• _Goal_
Count the lines of the data below that contain the word "wrap" and give only that number.

####################

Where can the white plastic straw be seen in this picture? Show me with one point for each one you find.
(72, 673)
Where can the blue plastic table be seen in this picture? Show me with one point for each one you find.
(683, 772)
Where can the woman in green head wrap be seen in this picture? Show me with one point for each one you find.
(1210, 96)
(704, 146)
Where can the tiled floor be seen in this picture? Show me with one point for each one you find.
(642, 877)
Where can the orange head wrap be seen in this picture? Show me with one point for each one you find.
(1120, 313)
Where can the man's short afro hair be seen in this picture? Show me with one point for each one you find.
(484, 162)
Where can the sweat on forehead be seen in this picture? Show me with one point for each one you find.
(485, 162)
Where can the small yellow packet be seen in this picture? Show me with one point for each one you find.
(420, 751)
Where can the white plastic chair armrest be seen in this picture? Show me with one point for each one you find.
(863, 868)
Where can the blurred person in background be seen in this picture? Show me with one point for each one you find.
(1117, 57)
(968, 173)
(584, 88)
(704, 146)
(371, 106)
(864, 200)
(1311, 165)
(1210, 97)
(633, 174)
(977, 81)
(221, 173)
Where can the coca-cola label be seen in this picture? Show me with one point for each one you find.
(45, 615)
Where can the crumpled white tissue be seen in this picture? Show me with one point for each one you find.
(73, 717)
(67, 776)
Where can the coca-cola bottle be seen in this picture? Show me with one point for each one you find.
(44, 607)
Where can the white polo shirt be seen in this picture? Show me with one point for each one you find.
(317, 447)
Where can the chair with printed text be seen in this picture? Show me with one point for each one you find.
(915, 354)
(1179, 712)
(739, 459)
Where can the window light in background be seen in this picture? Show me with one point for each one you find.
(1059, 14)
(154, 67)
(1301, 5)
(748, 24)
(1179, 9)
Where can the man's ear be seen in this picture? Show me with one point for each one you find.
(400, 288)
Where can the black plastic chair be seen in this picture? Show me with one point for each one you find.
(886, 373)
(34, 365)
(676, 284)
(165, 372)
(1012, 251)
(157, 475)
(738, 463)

####################

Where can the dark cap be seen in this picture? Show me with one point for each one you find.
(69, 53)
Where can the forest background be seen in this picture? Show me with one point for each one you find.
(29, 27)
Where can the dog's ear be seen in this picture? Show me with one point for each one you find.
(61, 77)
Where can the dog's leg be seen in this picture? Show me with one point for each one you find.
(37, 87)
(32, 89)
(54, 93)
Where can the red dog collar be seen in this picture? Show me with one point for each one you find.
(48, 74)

####################

• _Result_
2